Work order
Print, exactly as they appear in the listing below, the lines from the line with "Target: white window frame" to the line with "each like (1109,697).", with both end lines kept.

Record extracts
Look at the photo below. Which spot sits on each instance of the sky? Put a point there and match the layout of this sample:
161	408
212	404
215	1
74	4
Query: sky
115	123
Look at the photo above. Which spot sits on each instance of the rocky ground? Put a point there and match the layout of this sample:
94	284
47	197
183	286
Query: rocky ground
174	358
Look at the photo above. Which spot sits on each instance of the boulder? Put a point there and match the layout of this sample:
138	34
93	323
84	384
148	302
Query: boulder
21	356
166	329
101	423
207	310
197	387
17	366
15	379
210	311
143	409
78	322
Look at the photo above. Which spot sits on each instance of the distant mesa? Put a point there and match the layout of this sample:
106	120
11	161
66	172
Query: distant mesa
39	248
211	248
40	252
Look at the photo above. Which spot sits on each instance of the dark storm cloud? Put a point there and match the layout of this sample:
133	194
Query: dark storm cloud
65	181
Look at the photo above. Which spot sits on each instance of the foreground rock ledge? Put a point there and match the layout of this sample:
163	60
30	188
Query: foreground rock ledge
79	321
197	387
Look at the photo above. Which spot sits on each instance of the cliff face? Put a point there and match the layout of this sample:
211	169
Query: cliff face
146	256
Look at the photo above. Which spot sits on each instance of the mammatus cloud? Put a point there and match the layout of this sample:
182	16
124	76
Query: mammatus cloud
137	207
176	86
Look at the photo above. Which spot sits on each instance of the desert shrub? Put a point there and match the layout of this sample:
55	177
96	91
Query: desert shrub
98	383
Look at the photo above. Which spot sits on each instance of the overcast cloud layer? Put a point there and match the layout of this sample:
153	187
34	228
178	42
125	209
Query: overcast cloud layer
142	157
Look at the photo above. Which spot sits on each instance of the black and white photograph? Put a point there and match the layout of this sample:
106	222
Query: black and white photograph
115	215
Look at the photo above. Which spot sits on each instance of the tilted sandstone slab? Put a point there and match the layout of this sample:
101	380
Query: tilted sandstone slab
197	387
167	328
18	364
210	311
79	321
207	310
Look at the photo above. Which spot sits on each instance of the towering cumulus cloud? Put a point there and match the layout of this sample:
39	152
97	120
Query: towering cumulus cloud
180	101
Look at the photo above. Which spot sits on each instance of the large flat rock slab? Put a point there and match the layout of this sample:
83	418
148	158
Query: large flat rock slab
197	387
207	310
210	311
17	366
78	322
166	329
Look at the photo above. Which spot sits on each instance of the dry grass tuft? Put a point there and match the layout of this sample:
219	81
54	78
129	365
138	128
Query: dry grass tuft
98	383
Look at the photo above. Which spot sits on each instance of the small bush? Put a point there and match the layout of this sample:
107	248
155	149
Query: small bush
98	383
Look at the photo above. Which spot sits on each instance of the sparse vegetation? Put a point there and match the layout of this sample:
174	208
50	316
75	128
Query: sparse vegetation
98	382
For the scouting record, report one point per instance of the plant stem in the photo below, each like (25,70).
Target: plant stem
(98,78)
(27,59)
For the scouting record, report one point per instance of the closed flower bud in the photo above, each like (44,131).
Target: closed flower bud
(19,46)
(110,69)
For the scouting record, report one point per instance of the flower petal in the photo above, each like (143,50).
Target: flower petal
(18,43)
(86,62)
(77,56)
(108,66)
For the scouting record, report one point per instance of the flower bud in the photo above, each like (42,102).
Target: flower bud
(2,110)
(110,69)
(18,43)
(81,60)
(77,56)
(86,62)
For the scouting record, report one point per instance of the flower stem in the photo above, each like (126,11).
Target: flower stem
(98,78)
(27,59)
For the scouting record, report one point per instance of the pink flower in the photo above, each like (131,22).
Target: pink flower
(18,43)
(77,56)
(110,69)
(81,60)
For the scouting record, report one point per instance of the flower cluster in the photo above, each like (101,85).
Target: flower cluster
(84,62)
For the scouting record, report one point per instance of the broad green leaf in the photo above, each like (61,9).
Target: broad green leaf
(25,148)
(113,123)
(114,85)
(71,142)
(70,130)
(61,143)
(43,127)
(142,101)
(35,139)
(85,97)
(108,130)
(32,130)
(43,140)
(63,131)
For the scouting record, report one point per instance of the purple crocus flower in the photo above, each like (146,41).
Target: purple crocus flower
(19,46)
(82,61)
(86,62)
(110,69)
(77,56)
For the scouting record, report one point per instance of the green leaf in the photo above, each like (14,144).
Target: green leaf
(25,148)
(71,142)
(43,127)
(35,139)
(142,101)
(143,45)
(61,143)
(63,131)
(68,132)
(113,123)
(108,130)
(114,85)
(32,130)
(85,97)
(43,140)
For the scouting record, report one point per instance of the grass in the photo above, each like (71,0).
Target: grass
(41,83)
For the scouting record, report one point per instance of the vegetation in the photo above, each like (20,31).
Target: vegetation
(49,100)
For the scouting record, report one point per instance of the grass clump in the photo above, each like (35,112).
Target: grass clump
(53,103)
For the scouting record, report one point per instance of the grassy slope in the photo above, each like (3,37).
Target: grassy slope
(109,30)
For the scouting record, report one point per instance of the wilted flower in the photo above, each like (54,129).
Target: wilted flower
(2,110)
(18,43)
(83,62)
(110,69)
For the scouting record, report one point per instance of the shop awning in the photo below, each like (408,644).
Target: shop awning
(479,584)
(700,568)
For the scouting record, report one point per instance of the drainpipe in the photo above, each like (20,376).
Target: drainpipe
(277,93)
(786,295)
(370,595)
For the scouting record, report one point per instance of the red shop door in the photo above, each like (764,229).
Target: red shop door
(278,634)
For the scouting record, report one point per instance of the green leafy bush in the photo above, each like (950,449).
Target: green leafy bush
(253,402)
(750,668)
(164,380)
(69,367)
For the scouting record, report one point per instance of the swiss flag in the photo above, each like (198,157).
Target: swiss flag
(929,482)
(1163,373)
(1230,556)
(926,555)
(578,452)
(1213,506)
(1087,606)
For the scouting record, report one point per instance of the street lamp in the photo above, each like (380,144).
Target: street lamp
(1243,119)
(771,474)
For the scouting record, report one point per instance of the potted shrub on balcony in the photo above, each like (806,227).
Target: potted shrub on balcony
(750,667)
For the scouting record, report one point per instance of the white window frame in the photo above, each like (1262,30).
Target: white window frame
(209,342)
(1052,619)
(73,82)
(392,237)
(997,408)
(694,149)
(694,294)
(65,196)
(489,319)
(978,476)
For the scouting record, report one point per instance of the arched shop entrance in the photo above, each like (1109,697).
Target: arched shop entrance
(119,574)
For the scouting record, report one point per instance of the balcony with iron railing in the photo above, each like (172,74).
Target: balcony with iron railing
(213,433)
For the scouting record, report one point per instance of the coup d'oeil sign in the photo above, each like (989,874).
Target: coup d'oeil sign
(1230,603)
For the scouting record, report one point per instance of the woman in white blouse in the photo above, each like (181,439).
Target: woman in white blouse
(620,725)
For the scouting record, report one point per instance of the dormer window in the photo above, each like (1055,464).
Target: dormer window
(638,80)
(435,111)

Output for this exercise
Target: white window frame
(209,342)
(1052,619)
(73,82)
(392,237)
(997,408)
(694,149)
(694,294)
(65,196)
(489,319)
(978,476)
For the scouting record, report one point per instance of the arched shop entrance in the photo above, each like (1109,697).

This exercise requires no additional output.